[BEGIN EXTRACTED ENTRIES]

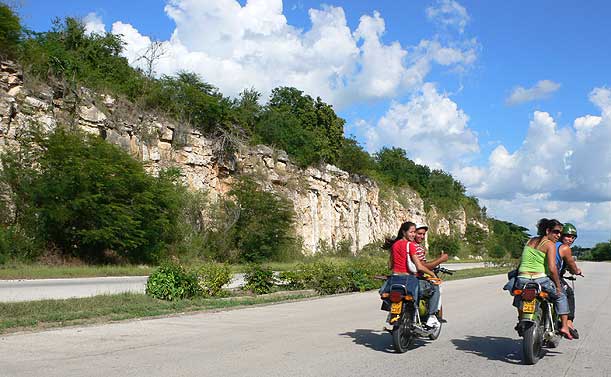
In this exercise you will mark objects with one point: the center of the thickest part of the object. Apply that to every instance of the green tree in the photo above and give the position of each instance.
(307, 129)
(443, 243)
(265, 224)
(90, 199)
(10, 32)
(353, 159)
(69, 53)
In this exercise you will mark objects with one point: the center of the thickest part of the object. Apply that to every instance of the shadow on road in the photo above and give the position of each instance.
(495, 348)
(377, 340)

[END EXTRACTED ENTRIES]

> REQUEST
Arrange all the lines of the entries above into a numbered list, leaving out any blank lines and the pictures.

> ANSWER TO THE EXERCISE
1. In this exercise you will mark objects with one point: the center of the thickest part of the object. Apply that to every instance of the green tree in the photo above and give the position of each instance.
2. (307, 129)
3. (443, 243)
4. (265, 224)
5. (90, 199)
6. (10, 32)
7. (353, 159)
8. (69, 53)
9. In this exercise you will mark objects with one point: the center of the thickest part of the object. Apply that to every instance of the shadow on road in the photo above and give the position of each instance.
10. (495, 348)
11. (377, 340)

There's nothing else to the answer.